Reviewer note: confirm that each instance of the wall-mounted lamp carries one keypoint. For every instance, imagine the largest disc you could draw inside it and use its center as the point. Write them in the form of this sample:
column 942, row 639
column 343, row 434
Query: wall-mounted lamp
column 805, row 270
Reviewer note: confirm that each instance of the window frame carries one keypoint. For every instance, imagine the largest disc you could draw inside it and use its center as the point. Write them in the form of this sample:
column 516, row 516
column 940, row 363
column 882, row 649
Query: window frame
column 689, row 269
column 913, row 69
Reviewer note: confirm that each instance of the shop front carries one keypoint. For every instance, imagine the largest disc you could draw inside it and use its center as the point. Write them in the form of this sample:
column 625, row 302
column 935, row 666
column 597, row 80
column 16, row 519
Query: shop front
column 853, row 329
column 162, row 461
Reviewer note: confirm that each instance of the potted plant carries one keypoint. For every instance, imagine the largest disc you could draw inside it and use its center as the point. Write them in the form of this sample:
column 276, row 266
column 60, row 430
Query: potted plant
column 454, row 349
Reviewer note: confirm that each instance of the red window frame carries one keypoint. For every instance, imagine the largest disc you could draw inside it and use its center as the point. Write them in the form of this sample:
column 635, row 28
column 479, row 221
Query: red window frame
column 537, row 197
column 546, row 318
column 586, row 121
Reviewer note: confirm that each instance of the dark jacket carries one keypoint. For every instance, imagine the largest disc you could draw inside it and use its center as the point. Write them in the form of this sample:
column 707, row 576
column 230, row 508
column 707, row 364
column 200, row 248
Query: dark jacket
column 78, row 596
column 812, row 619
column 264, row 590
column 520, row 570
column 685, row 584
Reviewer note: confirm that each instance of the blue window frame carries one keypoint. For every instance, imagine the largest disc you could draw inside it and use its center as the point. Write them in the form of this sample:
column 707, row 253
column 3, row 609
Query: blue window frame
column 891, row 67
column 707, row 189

____

◆ What is expected ◆
Reproduce, without any change, the part of the records that opens with the line containing "Reviewer note: confirm that each instance of the blue" and runs through to the end of the records.

◆ Result of this task ◆
Reviewer note: confirm that each instance of the blue window frame carries one keypoint. For every instance, imagine the largest disc you could draw inside it and use its center as the point. Write them in the form of this sample:
column 707, row 253
column 3, row 609
Query: blue window frame
column 891, row 67
column 707, row 189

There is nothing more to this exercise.